**表示テキスト:**
● ● ●
板倉雄一郎事務所 Yuichiro ITAKURA OFFICE

企業価値評価・経済・金融の仕組み・株式投資を分かりやすく解説。理解を促進するためのDVDや書籍も取り扱う板倉雄一郎事務所Webサイト

feed  RSS   feed  Atom
ホーム >  エッセイ >  スタートミーアップ  > SMU 第34号「犬の教育、人の教育」

SMU 第34号「犬の教育、人の教育」

僕があまりにも犬を大切にしているものだから、これまたアサハカな人はこう言う。
「板倉さんに子供が出来たら、猫(犬?)かわいがりするんでしょうね」と。
冗談じゃない。
そんなことありあえない。

犬に対しては、飼い主はすべての責任を負っている。
その責任とは、いわゆる「管理」なのである。
子供にじゃれて、怪我させてはならないし、無駄吠え(はするんだけど)はなるべくさせてはいけないし、
右に行っては行けないところは、左に引かなければ成らない。
そして、愛情も注がなければ成らない。

ところが人間の場合、全く違う(と思う)。
なぜなら、人間の子供の場合、死ぬまで「管理」し続ける事は不可能だし、
そもそも、子供の生は、基本的にその子供の権利にあたる。
だから、子供に対しては管理する必要の無い様に「教育」をしなければならない。

さて、教育とは一体なんだ? ということになる。
世の親御さんのほとんどは、この教育と管理を履き違えている。
それだけなら、その子供がかわいそうなだけだが、管理がぜんぜんできていない。
● ● ●
[元データ]
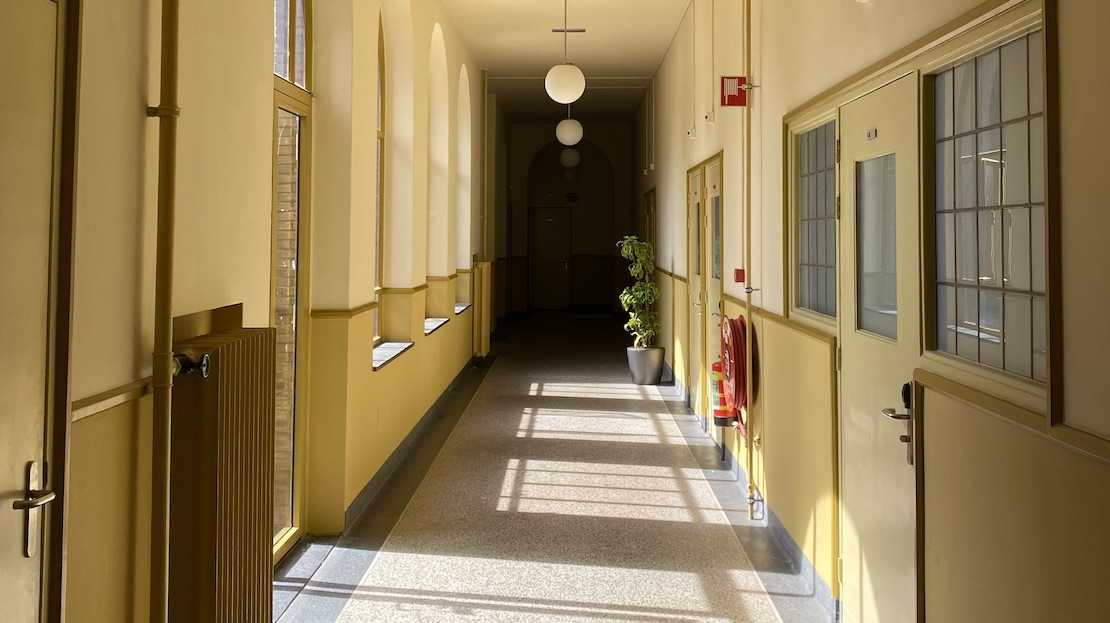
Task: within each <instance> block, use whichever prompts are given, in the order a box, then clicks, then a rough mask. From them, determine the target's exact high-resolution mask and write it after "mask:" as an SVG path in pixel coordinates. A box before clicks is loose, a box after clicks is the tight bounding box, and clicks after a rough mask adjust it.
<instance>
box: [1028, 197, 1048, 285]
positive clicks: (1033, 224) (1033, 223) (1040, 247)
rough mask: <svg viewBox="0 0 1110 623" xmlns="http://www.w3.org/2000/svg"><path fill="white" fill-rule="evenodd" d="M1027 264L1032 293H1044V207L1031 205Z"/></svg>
mask: <svg viewBox="0 0 1110 623" xmlns="http://www.w3.org/2000/svg"><path fill="white" fill-rule="evenodd" d="M1029 232H1030V233H1029V247H1030V250H1031V252H1030V257H1029V264H1030V269H1031V271H1030V272H1031V277H1032V282H1033V287H1032V290H1033V292H1039V293H1041V294H1043V293H1045V207H1043V205H1033V208H1032V210H1030V212H1029Z"/></svg>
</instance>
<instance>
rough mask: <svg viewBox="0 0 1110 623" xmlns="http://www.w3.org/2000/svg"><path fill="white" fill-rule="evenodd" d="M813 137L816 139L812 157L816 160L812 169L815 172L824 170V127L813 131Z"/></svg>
mask: <svg viewBox="0 0 1110 623" xmlns="http://www.w3.org/2000/svg"><path fill="white" fill-rule="evenodd" d="M814 137H815V138H816V139H817V140H816V141H815V144H814V154H815V155H814V157H815V159H816V162H817V165H816V167H815V168H814V170H815V171H824V170H825V167H826V164H825V127H824V125H821V127H820V128H818V129H816V130H814Z"/></svg>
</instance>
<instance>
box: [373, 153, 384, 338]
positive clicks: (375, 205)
mask: <svg viewBox="0 0 1110 623" xmlns="http://www.w3.org/2000/svg"><path fill="white" fill-rule="evenodd" d="M382 143H383V141H382V139H377V160H376V162H377V168H376V170H375V171H374V232H375V237H374V240H375V244H376V245H377V248H376V249H375V253H374V259H373V261H374V287H375V288H381V287H382V267H381V262H380V261H379V259H380V258H381V257H382V233H383V232H382ZM374 300H377V297H376V295H375V298H374ZM375 334H376V333H375Z"/></svg>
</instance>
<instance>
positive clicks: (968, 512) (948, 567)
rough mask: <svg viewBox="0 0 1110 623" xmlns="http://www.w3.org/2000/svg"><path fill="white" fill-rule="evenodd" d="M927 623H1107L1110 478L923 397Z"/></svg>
mask: <svg viewBox="0 0 1110 623" xmlns="http://www.w3.org/2000/svg"><path fill="white" fill-rule="evenodd" d="M924 424H925V438H924V443H925V503H926V512H925V522H926V524H925V535H926V541H925V547H926V551H925V555H926V557H925V561H926V567H925V579H926V613H927V616H928V617H929V620H930V621H944V622H946V623H947V622H951V623H962V622H967V623H977V622H980V621H1007V622H1013V623H1023V622H1028V623H1035V622H1041V621H1106V620H1107V617H1108V615H1110V607H1108V605H1107V601H1106V589H1107V584H1108V582H1110V572H1108V571H1107V569H1106V560H1104V559H1106V554H1107V552H1110V531H1107V521H1106V520H1107V518H1108V516H1110V494H1108V493H1107V492H1108V491H1110V466H1108V464H1107V463H1106V462H1103V461H1099V460H1096V459H1092V458H1090V456H1087V455H1083V454H1081V453H1079V452H1076V451H1074V450H1071V449H1069V448H1064V446H1061V445H1059V444H1057V443H1053V442H1051V441H1048V440H1047V439H1045V436H1043V435H1038V434H1035V433H1033V432H1031V431H1029V430H1028V429H1023V428H1021V426H1019V425H1016V424H1012V423H1009V422H1007V421H1002V420H1000V419H998V418H996V416H992V415H990V414H988V413H985V412H982V411H978V410H976V409H975V408H972V406H969V405H968V404H966V403H963V402H961V401H959V400H955V399H952V398H950V396H948V395H945V394H942V393H940V392H937V391H931V390H929V391H926V394H925V410H924Z"/></svg>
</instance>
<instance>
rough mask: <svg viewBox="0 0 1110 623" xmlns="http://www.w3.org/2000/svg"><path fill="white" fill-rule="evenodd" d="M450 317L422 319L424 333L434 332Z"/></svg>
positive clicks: (426, 318) (430, 334)
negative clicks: (447, 317)
mask: <svg viewBox="0 0 1110 623" xmlns="http://www.w3.org/2000/svg"><path fill="white" fill-rule="evenodd" d="M448 320H451V319H450V318H425V319H424V334H425V335H431V334H432V333H435V332H436V330H438V329H440V328H441V326H443V325H444V324H446V323H447V321H448Z"/></svg>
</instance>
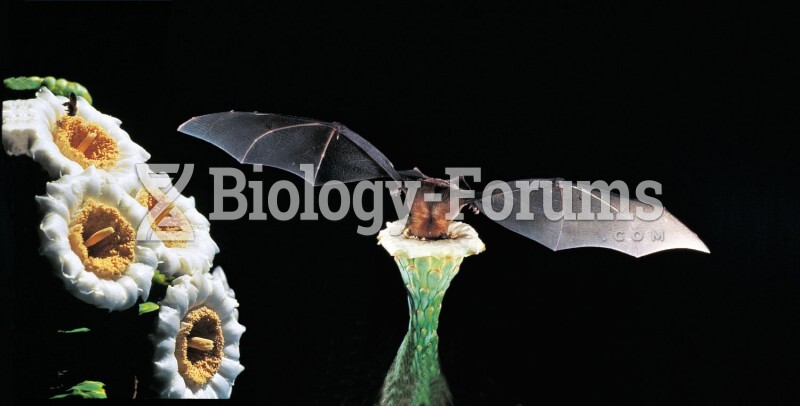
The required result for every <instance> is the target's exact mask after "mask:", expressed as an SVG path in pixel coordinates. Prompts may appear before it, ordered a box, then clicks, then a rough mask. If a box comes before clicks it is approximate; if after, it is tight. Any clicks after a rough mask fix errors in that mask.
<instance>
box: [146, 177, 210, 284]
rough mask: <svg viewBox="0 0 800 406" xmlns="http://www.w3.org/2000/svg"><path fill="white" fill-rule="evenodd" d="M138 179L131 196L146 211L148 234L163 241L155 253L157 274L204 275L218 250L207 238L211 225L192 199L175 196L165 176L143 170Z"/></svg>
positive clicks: (167, 178) (169, 182)
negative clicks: (157, 258) (198, 208)
mask: <svg viewBox="0 0 800 406" xmlns="http://www.w3.org/2000/svg"><path fill="white" fill-rule="evenodd" d="M143 165H144V164H143ZM139 178H140V182H141V183H140V188H139V190H138V191H136V193H135V194H134V196H135V197H136V200H137V201H138V202H139V203H141V204H142V205H144V206H145V207H147V209H148V211H149V212H148V218H149V219H150V220H151V222H150V225H151V229H152V233H153V234H155V236H156V237H158V239H160V240H162V241H163V242H164V245H163V246H161V247H159V248H158V249H157V250H156V255H157V256H158V261H159V266H158V269H159V271H161V272H162V273H164V274H167V275H170V276H172V275H190V274H192V273H194V272H208V271H209V269H210V268H211V264H212V263H213V261H214V256H215V255H216V254H217V253H218V252H219V247H218V246H217V244H216V243H215V242H214V240H213V239H212V238H211V234H210V232H209V231H210V228H211V223H209V221H208V219H207V218H206V217H205V216H203V215H202V214H200V212H198V211H197V209H196V208H195V202H194V198H193V197H186V196H183V195H181V194H180V193H178V192H177V190H175V187H174V186H173V185H172V183H171V182H170V180H169V178H168V177H167V176H166V174H156V173H153V172H152V171H151V170H149V169H147V170H146V171H143V172H142V174H141V176H140V177H139Z"/></svg>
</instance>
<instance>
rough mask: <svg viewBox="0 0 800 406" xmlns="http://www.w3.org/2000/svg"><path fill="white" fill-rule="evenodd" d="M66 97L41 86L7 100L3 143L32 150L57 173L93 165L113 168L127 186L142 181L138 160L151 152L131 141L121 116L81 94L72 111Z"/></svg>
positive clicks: (5, 101) (11, 145)
mask: <svg viewBox="0 0 800 406" xmlns="http://www.w3.org/2000/svg"><path fill="white" fill-rule="evenodd" d="M67 102H68V100H67V98H66V97H61V96H55V95H53V93H51V92H50V90H48V89H47V88H45V87H43V88H41V89H39V91H38V92H37V94H36V98H34V99H26V100H6V101H4V102H3V146H4V148H5V150H6V152H7V153H8V154H9V155H28V156H31V157H32V158H33V159H34V160H35V161H37V162H39V163H40V164H41V165H42V166H43V167H44V169H45V170H46V171H47V172H48V173H49V174H50V177H51V178H52V179H58V178H60V177H61V176H62V175H76V174H79V173H81V172H83V170H84V169H86V168H88V167H89V166H94V167H96V168H97V169H101V170H103V171H104V172H106V173H108V174H110V175H111V176H113V177H114V178H116V180H117V181H118V182H119V183H120V186H121V187H122V188H123V189H125V191H127V192H130V191H132V190H133V189H134V188H136V187H137V186H138V181H137V177H136V171H135V170H134V165H135V164H137V163H142V162H145V161H147V160H148V159H150V154H149V153H148V152H147V151H145V150H144V149H143V148H142V147H140V146H139V145H137V144H136V143H134V142H133V141H131V138H130V136H129V135H128V133H126V132H125V131H124V130H123V129H122V128H120V124H121V121H119V120H118V119H116V118H114V117H111V116H108V115H106V114H103V113H100V112H99V111H97V109H95V108H94V107H92V106H91V105H90V104H89V103H87V102H86V100H84V99H83V98H81V97H79V98H77V103H76V106H77V113H76V114H75V115H69V114H68V113H67V110H66V109H65V107H64V103H67Z"/></svg>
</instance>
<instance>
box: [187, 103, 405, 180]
mask: <svg viewBox="0 0 800 406" xmlns="http://www.w3.org/2000/svg"><path fill="white" fill-rule="evenodd" d="M178 131H180V132H182V133H186V134H189V135H191V136H194V137H197V138H200V139H202V140H205V141H208V142H210V143H212V144H214V145H216V146H218V147H220V148H221V149H223V150H224V151H225V152H227V153H229V154H230V155H231V156H233V157H234V158H236V159H237V160H238V161H239V162H241V163H247V164H260V165H266V166H272V167H275V168H279V169H284V170H287V171H289V172H292V173H294V174H296V175H298V176H300V177H303V172H302V171H301V170H300V165H301V164H312V165H314V168H313V171H314V173H313V175H314V177H313V182H312V183H313V184H314V185H321V184H323V183H325V182H326V181H329V180H338V181H340V182H345V183H346V182H355V181H359V180H365V179H375V178H385V177H388V178H392V179H394V180H400V179H401V178H400V175H398V173H397V171H395V169H394V166H392V163H391V162H389V159H388V158H386V156H384V155H383V154H382V153H381V152H380V151H378V149H377V148H375V147H374V146H373V145H372V144H370V143H369V142H367V140H365V139H364V138H362V137H361V136H360V135H358V134H356V133H354V132H353V131H351V130H350V129H348V128H347V127H345V126H343V125H341V124H339V123H326V122H322V121H316V120H311V119H306V118H299V117H291V116H282V115H278V114H267V113H247V112H236V111H230V112H224V113H214V114H207V115H204V116H199V117H194V118H192V119H191V120H189V121H187V122H185V123H183V124H182V125H181V126H180V127H178Z"/></svg>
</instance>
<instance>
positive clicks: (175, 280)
mask: <svg viewBox="0 0 800 406" xmlns="http://www.w3.org/2000/svg"><path fill="white" fill-rule="evenodd" d="M234 296H235V294H234V293H233V291H232V290H231V289H230V286H228V284H227V278H226V277H225V274H224V272H222V271H221V269H220V268H217V269H215V270H214V273H213V274H210V273H195V274H193V275H184V276H181V277H178V278H176V279H175V280H174V281H173V284H172V285H171V286H169V287H168V288H167V293H166V296H165V298H164V300H162V301H161V302H160V309H159V319H158V326H157V328H156V332H155V333H154V334H153V335H151V339H152V340H153V341H154V342H155V345H156V351H155V369H156V374H155V375H156V378H157V380H158V381H159V382H160V383H161V388H160V390H159V394H160V395H161V396H162V397H167V398H174V397H183V398H228V397H230V394H231V390H232V386H233V383H234V381H235V380H236V377H237V376H238V375H239V374H240V373H241V372H242V371H243V370H244V367H243V366H242V365H241V364H240V363H239V341H240V338H241V335H242V333H243V332H244V331H245V328H244V326H242V325H241V324H239V322H238V321H237V318H238V317H237V316H235V315H234V312H235V311H236V307H237V306H238V303H237V302H236V299H235V298H234ZM203 306H205V307H207V308H208V309H210V310H213V311H214V312H216V313H217V316H218V317H219V318H220V320H221V322H222V334H223V338H224V341H225V347H224V348H223V351H222V360H221V362H220V366H219V369H218V370H217V372H216V374H214V375H213V376H212V377H211V379H210V380H209V381H208V382H206V383H205V384H204V385H203V386H202V387H200V388H196V390H192V389H190V388H189V387H188V386H187V384H186V381H185V380H184V378H183V376H182V375H181V374H180V373H179V370H178V367H177V360H176V358H175V343H176V337H177V334H178V331H179V329H180V325H181V323H182V320H183V319H184V317H186V315H187V314H188V313H189V312H190V311H191V310H193V309H197V308H200V307H203ZM236 314H238V313H236Z"/></svg>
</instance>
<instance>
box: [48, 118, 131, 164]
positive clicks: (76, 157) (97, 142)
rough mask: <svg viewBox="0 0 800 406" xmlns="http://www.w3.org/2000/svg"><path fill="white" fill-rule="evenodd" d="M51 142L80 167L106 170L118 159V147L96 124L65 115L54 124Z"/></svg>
mask: <svg viewBox="0 0 800 406" xmlns="http://www.w3.org/2000/svg"><path fill="white" fill-rule="evenodd" d="M53 141H55V143H56V145H57V146H58V149H59V150H61V153H62V154H64V156H66V157H67V158H69V159H71V160H73V161H75V162H77V163H78V164H79V165H80V166H81V167H83V168H87V167H89V166H90V165H94V166H95V167H96V168H98V169H107V168H109V167H111V166H113V165H114V164H115V163H116V162H117V160H118V159H119V154H120V152H119V146H117V141H116V140H114V138H112V137H111V136H110V135H108V133H106V131H105V130H104V129H103V128H102V127H101V126H100V125H98V124H97V123H94V122H91V121H88V120H86V119H84V118H82V117H79V116H67V115H65V116H64V117H62V118H61V119H59V120H58V121H57V122H56V128H55V131H53Z"/></svg>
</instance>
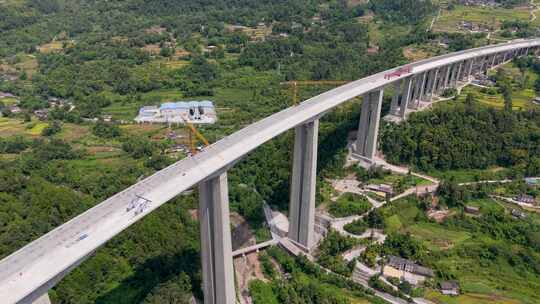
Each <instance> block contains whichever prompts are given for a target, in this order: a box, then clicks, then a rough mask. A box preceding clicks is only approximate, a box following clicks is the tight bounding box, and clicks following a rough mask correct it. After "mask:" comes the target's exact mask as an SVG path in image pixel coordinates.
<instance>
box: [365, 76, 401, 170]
mask: <svg viewBox="0 0 540 304" xmlns="http://www.w3.org/2000/svg"><path fill="white" fill-rule="evenodd" d="M407 83H408V85H407V86H406V87H408V92H409V94H405V96H404V97H403V98H402V100H403V99H405V100H407V96H410V91H411V86H412V85H411V82H410V79H409V80H408V81H407ZM382 98H383V90H382V89H381V90H379V91H372V92H369V93H366V94H365V95H364V102H363V103H362V112H361V113H360V125H359V127H358V136H357V140H356V154H358V155H360V156H361V157H362V158H364V159H366V160H369V161H371V160H373V158H374V157H375V152H376V151H377V138H378V135H379V121H380V117H381V108H382ZM406 108H407V104H406V103H405V104H404V103H403V101H402V102H401V109H400V110H402V111H403V112H404V111H405V109H406ZM402 117H405V115H404V114H403V116H402Z"/></svg>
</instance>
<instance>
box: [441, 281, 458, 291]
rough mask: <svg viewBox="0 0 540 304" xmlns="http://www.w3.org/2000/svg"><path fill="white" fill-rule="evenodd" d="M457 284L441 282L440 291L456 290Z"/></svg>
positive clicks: (455, 282)
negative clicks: (440, 286) (442, 290)
mask: <svg viewBox="0 0 540 304" xmlns="http://www.w3.org/2000/svg"><path fill="white" fill-rule="evenodd" d="M458 288H459V284H458V283H457V282H456V281H444V282H441V289H443V290H451V289H458Z"/></svg>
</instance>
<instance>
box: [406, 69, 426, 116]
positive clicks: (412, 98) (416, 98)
mask: <svg viewBox="0 0 540 304" xmlns="http://www.w3.org/2000/svg"><path fill="white" fill-rule="evenodd" d="M422 77H423V74H418V75H416V76H415V77H414V90H413V91H412V94H411V99H410V100H409V103H408V104H407V105H408V107H409V109H416V107H417V105H418V101H419V100H420V87H421V86H422Z"/></svg>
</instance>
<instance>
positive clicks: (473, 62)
mask: <svg viewBox="0 0 540 304" xmlns="http://www.w3.org/2000/svg"><path fill="white" fill-rule="evenodd" d="M473 67H474V58H471V60H469V70H468V71H467V81H471V75H472V69H473Z"/></svg>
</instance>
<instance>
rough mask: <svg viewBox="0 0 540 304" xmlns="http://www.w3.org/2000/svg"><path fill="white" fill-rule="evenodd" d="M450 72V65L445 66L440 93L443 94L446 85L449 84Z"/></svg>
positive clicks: (450, 70) (445, 88)
mask: <svg viewBox="0 0 540 304" xmlns="http://www.w3.org/2000/svg"><path fill="white" fill-rule="evenodd" d="M451 71H452V65H447V66H446V70H445V72H446V74H445V76H444V81H443V83H442V91H443V92H444V90H445V89H446V88H447V87H448V84H449V82H450V72H451Z"/></svg>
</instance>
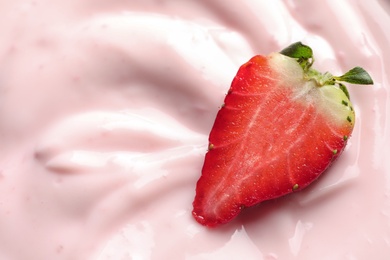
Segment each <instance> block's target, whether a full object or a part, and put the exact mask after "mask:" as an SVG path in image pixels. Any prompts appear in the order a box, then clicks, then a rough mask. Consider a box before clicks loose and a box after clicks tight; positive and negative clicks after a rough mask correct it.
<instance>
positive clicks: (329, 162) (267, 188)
mask: <svg viewBox="0 0 390 260" xmlns="http://www.w3.org/2000/svg"><path fill="white" fill-rule="evenodd" d="M283 76H284V75H280V74H279V73H278V72H276V71H275V70H274V69H273V68H272V66H270V64H269V59H268V58H267V57H263V56H255V57H254V58H252V59H251V60H250V61H249V62H248V63H246V64H244V65H243V66H242V67H241V68H240V70H239V72H238V73H237V75H236V77H235V78H234V80H233V83H232V86H231V89H230V90H229V93H228V95H227V96H226V98H225V104H224V106H223V107H222V109H221V110H220V111H219V113H218V115H217V118H216V121H215V123H214V126H213V129H212V131H211V133H210V137H209V142H210V149H209V151H208V153H207V154H206V158H205V162H204V166H203V169H202V177H201V178H200V179H199V181H198V183H197V189H196V198H195V200H194V203H193V206H194V210H193V215H194V217H195V219H196V220H197V221H198V222H199V223H201V224H203V225H206V226H210V227H213V226H216V225H218V224H222V223H226V222H228V221H230V220H231V219H232V218H234V217H235V216H236V215H237V214H238V213H239V212H240V211H241V209H242V208H244V207H249V206H252V205H255V204H257V203H259V202H262V201H265V200H269V199H272V198H275V197H280V196H282V195H285V194H288V193H291V192H292V190H299V189H302V188H304V187H306V186H307V185H308V184H310V183H311V182H312V181H314V180H315V179H316V178H317V177H318V176H319V175H320V174H321V173H322V172H323V171H324V170H325V169H326V168H327V167H328V166H329V165H330V163H331V162H332V161H333V160H334V159H335V158H337V157H338V155H339V154H340V152H341V151H342V150H343V149H344V146H345V144H346V142H345V140H344V136H349V135H350V133H351V131H352V127H353V126H352V124H350V123H348V122H347V121H346V122H345V123H343V124H336V123H335V122H334V121H332V120H329V115H325V114H324V113H322V111H321V110H319V109H318V107H317V105H316V104H314V103H312V102H308V103H304V102H302V100H293V98H292V97H293V96H294V93H292V89H293V88H291V87H290V86H283V85H282V86H281V85H280V84H281V82H283V80H281V78H282V77H283ZM206 173H207V174H206Z"/></svg>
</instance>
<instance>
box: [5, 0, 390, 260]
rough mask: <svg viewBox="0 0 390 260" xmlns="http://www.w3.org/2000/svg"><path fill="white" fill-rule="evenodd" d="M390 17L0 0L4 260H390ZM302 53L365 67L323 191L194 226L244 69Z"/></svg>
mask: <svg viewBox="0 0 390 260" xmlns="http://www.w3.org/2000/svg"><path fill="white" fill-rule="evenodd" d="M389 14H390V3H389V2H388V1H385V0H382V1H380V0H372V1H366V0H356V1H353V0H337V1H336V0H334V1H312V0H301V1H276V0H275V1H266V0H246V1H233V0H224V1H222V0H216V1H206V0H202V1H199V0H198V1H181V2H180V1H157V0H154V1H152V0H149V1H135V0H134V1H123V0H122V1H121V0H117V1H110V0H102V1H87V0H83V1H65V0H63V1H45V0H36V1H27V0H25V1H23V0H14V1H2V2H1V3H0V15H1V16H0V17H1V19H2V22H1V23H0V230H1V232H0V259H16V260H19V259H20V260H24V259H37V260H42V259H98V260H103V259H188V260H197V259H257V260H259V259H264V260H271V259H320V260H322V259H324V260H327V259H346V260H352V259H354V260H357V259H378V260H381V259H390V162H389V155H390V140H389V136H390V127H389V122H390V121H389V120H390V113H389V111H390V107H389V104H390V103H389V101H390V99H389V89H390V86H389V76H388V72H389V71H390V48H389V45H390V36H389V33H388V25H389V24H390V15H389ZM295 41H303V42H304V43H306V44H308V45H310V46H312V48H313V49H314V52H315V55H316V63H315V66H316V67H317V68H318V69H319V70H323V71H326V70H330V71H332V72H333V73H335V74H341V73H342V72H345V71H347V70H348V69H350V68H352V67H354V66H363V67H364V68H365V69H366V70H367V71H369V73H370V74H371V76H372V77H373V78H374V81H375V85H374V86H351V87H350V88H349V89H350V94H351V98H352V100H353V102H354V106H355V110H356V112H357V122H356V127H355V130H354V133H353V136H352V138H351V140H350V142H349V145H348V146H347V148H346V151H345V153H344V154H343V155H342V156H341V158H340V160H338V161H337V162H336V163H335V164H334V166H333V167H332V168H331V169H329V171H327V172H326V174H325V175H323V177H321V178H320V180H319V181H318V182H316V183H315V184H313V185H312V186H310V187H309V188H308V189H306V190H305V191H302V192H300V193H298V194H295V195H293V196H287V197H284V198H282V199H278V200H274V201H270V202H266V203H262V204H260V205H259V206H257V207H254V208H251V209H248V210H246V211H245V212H243V213H242V214H241V215H240V216H239V217H238V218H236V219H235V220H234V221H233V222H231V223H229V224H227V225H224V226H221V227H220V228H217V229H211V230H210V229H207V228H205V227H203V226H201V225H199V224H198V223H196V222H195V220H194V219H193V218H192V216H191V210H192V200H193V197H194V190H195V183H196V181H197V179H198V178H199V176H200V170H201V167H202V163H203V157H204V154H205V151H206V146H207V138H208V133H209V131H210V129H211V126H212V124H213V121H214V118H215V115H216V113H217V111H218V106H219V105H220V104H221V102H222V101H223V98H224V93H225V92H226V91H227V89H228V87H229V85H230V82H231V80H232V78H233V76H234V75H235V73H236V71H237V69H238V67H239V66H240V65H241V64H242V63H244V62H245V61H247V60H248V59H249V58H250V57H251V56H253V55H255V54H265V55H266V54H268V53H269V52H272V51H279V50H280V49H282V48H283V47H285V46H287V45H289V44H290V43H292V42H295Z"/></svg>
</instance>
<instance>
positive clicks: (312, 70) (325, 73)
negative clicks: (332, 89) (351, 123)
mask: <svg viewBox="0 0 390 260" xmlns="http://www.w3.org/2000/svg"><path fill="white" fill-rule="evenodd" d="M280 53H281V54H283V55H285V56H288V57H290V58H294V59H296V60H297V62H298V63H299V65H300V66H301V67H302V69H303V71H304V72H305V76H306V77H307V79H308V80H315V81H316V82H317V83H318V85H319V86H324V85H335V84H336V83H338V84H339V86H340V88H341V89H342V90H343V91H344V93H345V94H346V95H347V97H349V94H348V91H347V88H346V87H345V86H344V85H343V84H341V83H339V82H340V81H341V82H348V83H351V84H360V85H372V84H374V81H373V80H372V78H371V76H370V75H369V74H368V73H367V71H365V70H364V69H363V68H361V67H355V68H353V69H351V70H349V71H348V72H347V73H345V74H344V75H342V76H333V75H332V74H330V73H329V72H325V73H324V74H322V73H320V72H318V71H316V70H314V69H311V66H312V65H313V63H314V57H313V50H312V49H311V48H310V47H309V46H307V45H304V44H302V43H301V42H296V43H293V44H291V45H290V46H288V47H287V48H285V49H283V50H282V51H281V52H280Z"/></svg>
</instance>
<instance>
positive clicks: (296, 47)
mask: <svg viewBox="0 0 390 260" xmlns="http://www.w3.org/2000/svg"><path fill="white" fill-rule="evenodd" d="M280 54H283V55H285V56H288V57H290V58H296V59H305V60H308V59H311V58H312V57H313V50H312V49H311V48H310V47H309V46H307V45H304V44H302V43H301V42H296V43H293V44H291V45H290V46H288V47H286V48H285V49H283V50H282V51H281V52H280Z"/></svg>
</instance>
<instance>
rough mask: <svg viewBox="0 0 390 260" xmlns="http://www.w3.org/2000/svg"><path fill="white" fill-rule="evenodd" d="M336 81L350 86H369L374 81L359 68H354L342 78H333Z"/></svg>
mask: <svg viewBox="0 0 390 260" xmlns="http://www.w3.org/2000/svg"><path fill="white" fill-rule="evenodd" d="M334 79H336V80H338V81H343V82H348V83H351V84H360V85H371V84H374V81H373V80H372V78H371V77H370V75H369V74H368V73H367V71H365V70H364V69H363V68H361V67H355V68H353V69H351V70H350V71H348V72H347V73H345V74H344V75H342V76H339V77H334Z"/></svg>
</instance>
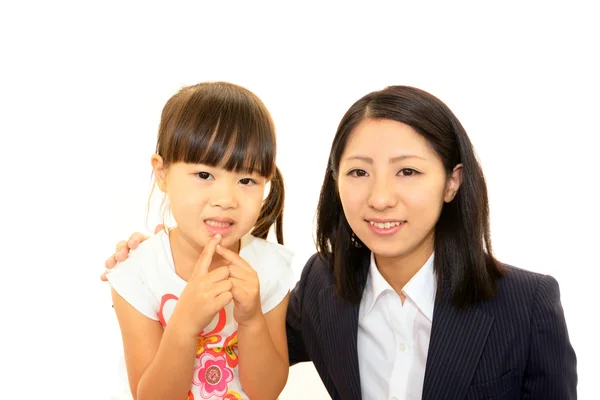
● ● ●
**課題:**
1. 犬と人の教育についてのエッセイでは、犬に対して飼い主が負う責任とは何だと述べているか。
2. 元データの冒頭から「box: [1028, 197, 1048, 285]」を含む行までを、両端の行も含めてそのまま書き写せ。画像は含めないこと。

**解答:**
1. 「管理」である。

2.
Task: within each <instance> block, use whichever prompts are given, in the order a box, then clicks, then a rough mask. From them, determine the target's exact high-resolution mask and write it after "mask:" as an SVG path in pixel coordinates. A box before clicks is loose, a box after clicks is the tight bounding box, and clicks after a rough mask adjust it.
<instance>
box: [1028, 197, 1048, 285]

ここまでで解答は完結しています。